* _TASK OBJECTIVE_
The answer must be an exact copy of the lines from the one containing "positive clicks: (405, 273) (413, 266)" through the last line of the records, with the pictures left out.

INFORMATION PROVIDED Block Start

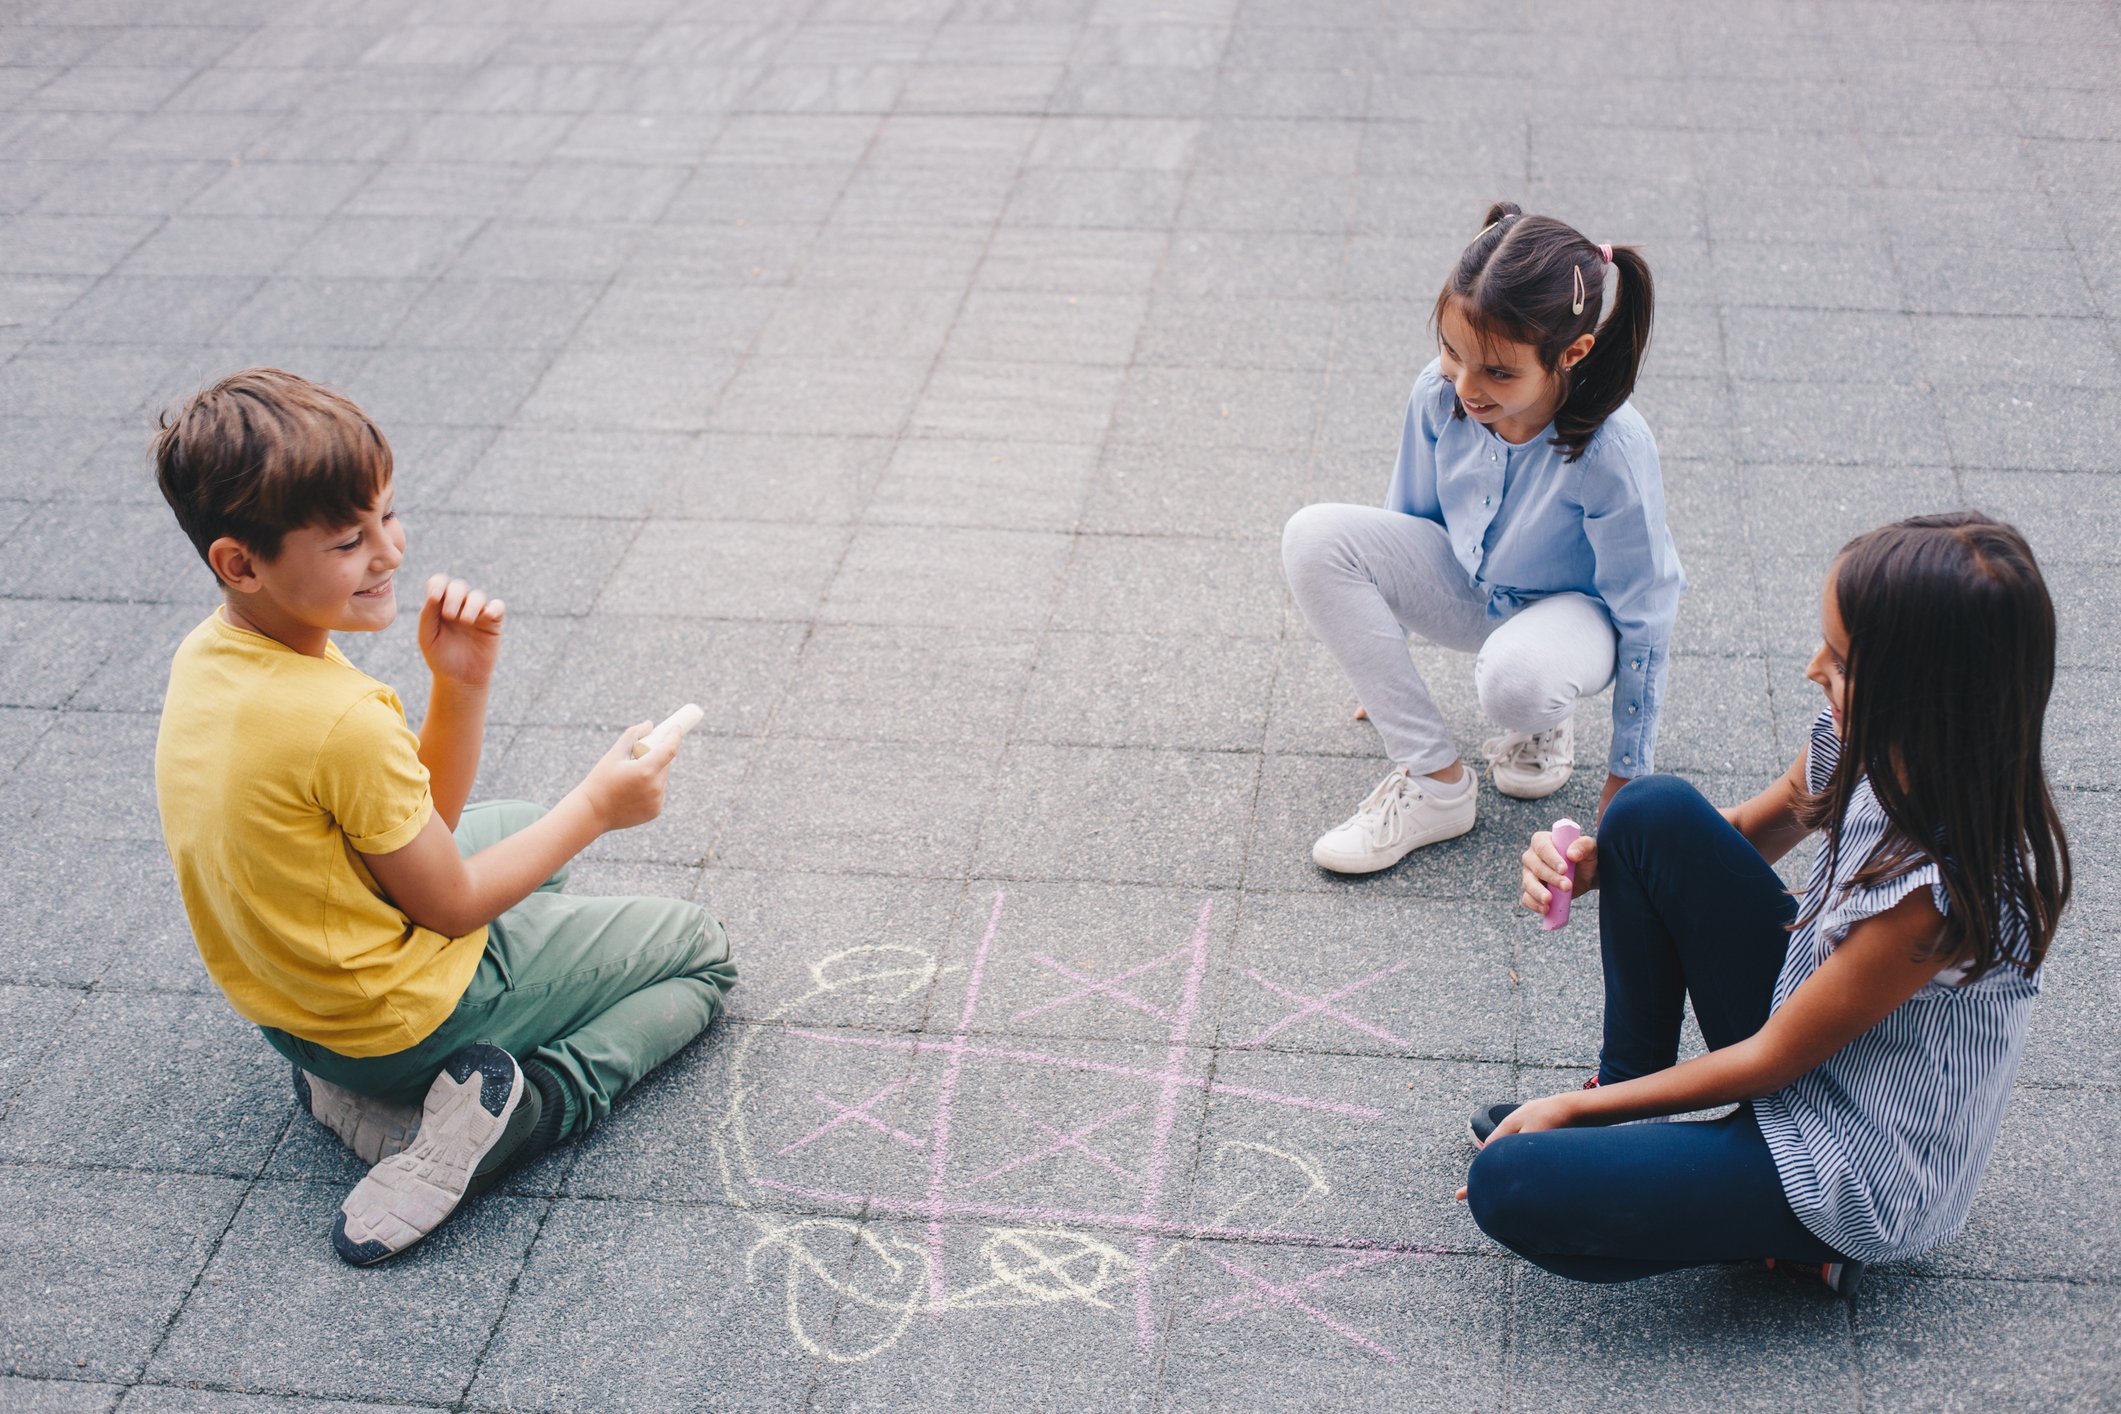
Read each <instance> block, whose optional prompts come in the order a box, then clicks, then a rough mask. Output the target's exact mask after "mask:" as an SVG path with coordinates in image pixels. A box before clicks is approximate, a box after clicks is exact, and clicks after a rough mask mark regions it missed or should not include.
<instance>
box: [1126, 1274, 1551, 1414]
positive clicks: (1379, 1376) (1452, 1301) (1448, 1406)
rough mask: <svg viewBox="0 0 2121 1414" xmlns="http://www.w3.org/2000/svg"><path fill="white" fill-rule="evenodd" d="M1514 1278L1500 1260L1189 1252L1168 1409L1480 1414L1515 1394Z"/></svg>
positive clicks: (1163, 1393)
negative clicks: (1256, 1363)
mask: <svg viewBox="0 0 2121 1414" xmlns="http://www.w3.org/2000/svg"><path fill="white" fill-rule="evenodd" d="M1508 1276H1510V1274H1508V1270H1506V1268H1504V1266H1502V1263H1497V1261H1493V1259H1487V1257H1436V1255H1427V1253H1381V1251H1362V1249H1355V1251H1349V1249H1334V1247H1260V1244H1251V1242H1198V1244H1194V1247H1188V1249H1186V1255H1184V1268H1181V1270H1179V1276H1177V1283H1179V1304H1177V1310H1175V1314H1173V1325H1171V1338H1169V1340H1171V1353H1169V1355H1167V1359H1164V1378H1162V1386H1160V1391H1158V1397H1160V1403H1162V1408H1171V1410H1220V1408H1232V1406H1241V1403H1247V1401H1254V1399H1258V1397H1260V1395H1258V1391H1256V1389H1254V1380H1251V1376H1249V1367H1251V1363H1254V1361H1270V1363H1273V1365H1275V1369H1277V1372H1279V1376H1277V1380H1285V1384H1281V1391H1279V1393H1277V1397H1275V1399H1277V1403H1279V1406H1283V1408H1326V1406H1357V1408H1360V1406H1377V1408H1387V1406H1389V1408H1466V1406H1478V1403H1483V1401H1487V1399H1493V1397H1495V1391H1497V1389H1500V1386H1502V1382H1504V1344H1506V1329H1508V1312H1510V1280H1508Z"/></svg>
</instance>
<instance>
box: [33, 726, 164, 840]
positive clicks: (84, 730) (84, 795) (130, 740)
mask: <svg viewBox="0 0 2121 1414" xmlns="http://www.w3.org/2000/svg"><path fill="white" fill-rule="evenodd" d="M153 744H155V721H153V719H151V717H121V714H117V712H110V714H78V717H72V714H70V717H64V719H62V721H57V723H53V727H51V729H49V731H45V733H40V736H38V740H36V746H34V748H32V750H30V753H28V755H25V759H23V761H21V763H19V765H17V767H15V778H13V780H11V782H8V797H11V799H8V816H11V818H13V820H15V823H30V825H34V829H36V831H38V833H45V835H59V837H66V839H74V842H85V839H159V837H161V825H159V820H157V818H155V782H153V778H151V776H148V774H144V772H140V770H138V763H140V761H146V759H148V757H151V753H153ZM127 763H132V767H134V770H127Z"/></svg>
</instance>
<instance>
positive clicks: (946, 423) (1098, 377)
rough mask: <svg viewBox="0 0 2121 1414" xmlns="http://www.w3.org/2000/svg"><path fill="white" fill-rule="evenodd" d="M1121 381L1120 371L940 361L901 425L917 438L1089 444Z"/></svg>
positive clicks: (1017, 363) (1099, 429)
mask: <svg viewBox="0 0 2121 1414" xmlns="http://www.w3.org/2000/svg"><path fill="white" fill-rule="evenodd" d="M1120 382H1122V373H1120V369H1114V367H1103V365H1063V363H971V360H957V358H944V360H942V363H937V365H935V369H933V373H931V375H929V379H927V386H925V390H923V394H921V401H918V403H916V405H914V409H912V420H910V422H908V428H910V430H912V432H914V435H918V437H982V439H1007V437H1022V439H1027V441H1073V443H1094V441H1099V439H1103V435H1105V428H1107V426H1109V424H1111V420H1114V407H1116V405H1118V401H1120Z"/></svg>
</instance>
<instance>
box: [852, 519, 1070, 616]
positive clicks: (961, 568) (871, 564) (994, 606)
mask: <svg viewBox="0 0 2121 1414" xmlns="http://www.w3.org/2000/svg"><path fill="white" fill-rule="evenodd" d="M1067 558H1069V538H1067V536H1063V534H1052V532H1016V530H961V528H950V526H944V528H927V526H878V528H863V530H859V532H857V534H855V538H853V543H851V545H848V549H846V560H844V562H842V564H840V568H838V575H836V577H834V581H831V587H829V589H827V591H825V602H823V606H821V611H819V617H821V619H823V621H827V623H914V625H954V628H978V630H1037V628H1041V625H1044V623H1046V619H1048V615H1050V613H1052V606H1054V600H1056V598H1058V594H1061V577H1063V572H1065V566H1067Z"/></svg>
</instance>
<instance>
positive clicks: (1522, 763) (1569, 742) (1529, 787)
mask: <svg viewBox="0 0 2121 1414" xmlns="http://www.w3.org/2000/svg"><path fill="white" fill-rule="evenodd" d="M1480 755H1483V757H1487V767H1489V774H1491V776H1493V778H1495V789H1497V791H1502V793H1504V795H1510V797H1514V799H1546V797H1548V795H1553V793H1555V791H1559V789H1561V786H1565V784H1567V782H1570V774H1574V770H1576V723H1574V719H1572V721H1565V723H1561V725H1559V727H1550V729H1546V731H1504V733H1502V736H1491V738H1487V740H1485V742H1480Z"/></svg>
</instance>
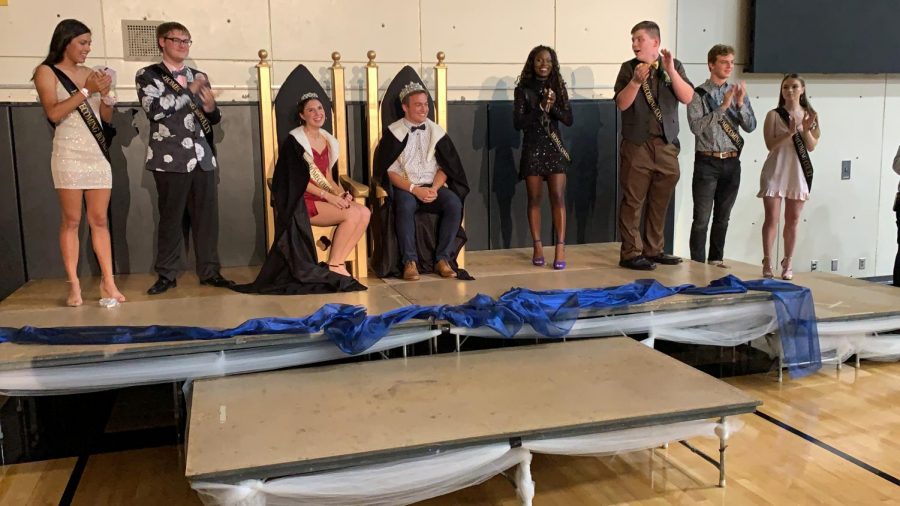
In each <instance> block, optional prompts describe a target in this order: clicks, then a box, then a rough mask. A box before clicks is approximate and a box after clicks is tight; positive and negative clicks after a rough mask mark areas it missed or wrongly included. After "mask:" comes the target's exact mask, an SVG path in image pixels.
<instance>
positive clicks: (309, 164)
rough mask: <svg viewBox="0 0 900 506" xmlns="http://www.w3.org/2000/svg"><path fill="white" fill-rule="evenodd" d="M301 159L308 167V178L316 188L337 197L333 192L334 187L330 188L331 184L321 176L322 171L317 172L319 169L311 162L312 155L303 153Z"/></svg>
mask: <svg viewBox="0 0 900 506" xmlns="http://www.w3.org/2000/svg"><path fill="white" fill-rule="evenodd" d="M303 159H304V160H305V161H306V164H307V165H308V166H309V178H310V179H312V180H313V182H314V183H316V186H318V187H319V188H321V189H323V190H325V191H327V192H328V193H331V194H332V195H337V193H335V192H334V187H333V186H331V183H329V182H328V179H326V178H325V175H324V174H322V171H321V170H319V167H318V165H316V162H315V161H314V160H313V157H312V155H311V154H309V153H307V152H306V151H304V152H303Z"/></svg>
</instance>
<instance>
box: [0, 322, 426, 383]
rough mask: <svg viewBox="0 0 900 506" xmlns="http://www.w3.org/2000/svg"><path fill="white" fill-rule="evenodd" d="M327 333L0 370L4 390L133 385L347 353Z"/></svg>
mask: <svg viewBox="0 0 900 506" xmlns="http://www.w3.org/2000/svg"><path fill="white" fill-rule="evenodd" d="M440 334H441V331H440V330H433V329H418V330H400V331H397V332H394V333H392V334H390V335H388V336H385V337H384V338H383V339H381V340H380V341H378V342H377V343H375V345H374V346H372V347H371V348H369V349H368V350H366V353H375V352H379V351H384V350H388V349H391V348H397V347H401V346H405V345H408V344H413V343H417V342H421V341H426V340H428V339H431V338H433V337H435V336H437V335H440ZM346 357H347V354H346V353H344V352H342V351H341V350H340V349H339V348H338V347H337V346H335V345H334V344H333V343H331V342H330V341H328V340H326V339H325V338H324V337H322V338H321V339H314V340H310V341H308V342H304V343H296V344H291V345H284V346H280V345H279V346H267V347H260V348H250V349H236V350H225V351H218V352H205V353H194V354H189V355H176V356H164V357H147V358H135V359H129V360H117V361H108V362H96V363H89V364H79V365H66V366H48V367H32V368H27V369H16V370H7V371H0V393H2V394H4V395H58V394H68V393H77V392H87V391H96V390H105V389H111V388H121V387H127V386H134V385H146V384H153V383H164V382H170V381H183V380H190V379H199V378H211V377H219V376H228V375H231V374H244V373H249V372H258V371H271V370H275V369H282V368H286V367H294V366H299V365H306V364H314V363H317V362H325V361H328V360H336V359H341V358H346Z"/></svg>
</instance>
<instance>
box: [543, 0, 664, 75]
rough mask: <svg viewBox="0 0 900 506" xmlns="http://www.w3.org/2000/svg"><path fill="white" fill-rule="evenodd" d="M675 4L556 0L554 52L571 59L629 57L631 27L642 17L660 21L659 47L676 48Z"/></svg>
mask: <svg viewBox="0 0 900 506" xmlns="http://www.w3.org/2000/svg"><path fill="white" fill-rule="evenodd" d="M676 5H677V2H676V1H674V0H646V1H643V2H620V1H617V0H557V2H556V50H557V53H558V54H559V57H560V59H562V61H563V62H571V63H622V62H623V61H626V60H630V59H631V58H634V53H632V52H631V28H632V27H633V26H634V25H635V24H637V23H639V22H641V21H644V20H650V21H655V22H656V24H658V25H659V27H660V32H661V43H662V47H667V48H675V40H676V39H675V37H676V33H675V30H676V24H675V15H676ZM675 55H676V57H677V56H678V53H677V52H676V53H675Z"/></svg>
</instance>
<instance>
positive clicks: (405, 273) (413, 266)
mask: <svg viewBox="0 0 900 506" xmlns="http://www.w3.org/2000/svg"><path fill="white" fill-rule="evenodd" d="M403 279H405V280H406V281H418V280H419V269H416V263H415V262H406V265H404V266H403Z"/></svg>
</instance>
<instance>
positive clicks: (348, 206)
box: [324, 192, 350, 209]
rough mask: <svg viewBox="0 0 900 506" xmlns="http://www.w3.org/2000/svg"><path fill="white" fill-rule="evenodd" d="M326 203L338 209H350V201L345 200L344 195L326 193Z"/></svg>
mask: <svg viewBox="0 0 900 506" xmlns="http://www.w3.org/2000/svg"><path fill="white" fill-rule="evenodd" d="M324 198H325V201H326V202H328V203H329V204H331V205H333V206H335V207H337V208H338V209H347V208H348V207H350V201H348V200H347V199H345V198H344V197H343V196H342V195H335V194H333V193H328V192H326V193H325V197H324Z"/></svg>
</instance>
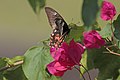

INFORMATION PROVIDED Block End

* _EXERCISE ANSWER_
positive clicks: (405, 273) (413, 266)
mask: <svg viewBox="0 0 900 506" xmlns="http://www.w3.org/2000/svg"><path fill="white" fill-rule="evenodd" d="M403 279H405V280H406V281H418V280H419V269H416V263H415V262H406V265H404V266H403Z"/></svg>
</instance>
<instance>
positive clicks: (348, 206)
box: [324, 192, 350, 209]
rough mask: <svg viewBox="0 0 900 506" xmlns="http://www.w3.org/2000/svg"><path fill="white" fill-rule="evenodd" d="M326 203L338 209H350V201L345 200L344 195L326 193Z"/></svg>
mask: <svg viewBox="0 0 900 506" xmlns="http://www.w3.org/2000/svg"><path fill="white" fill-rule="evenodd" d="M324 198H325V201H326V202H328V203H329V204H331V205H333V206H335V207H337V208H338V209H347V208H348V207H350V201H348V200H347V199H345V198H344V197H343V196H342V195H335V194H333V193H328V192H326V193H325V197H324Z"/></svg>
</instance>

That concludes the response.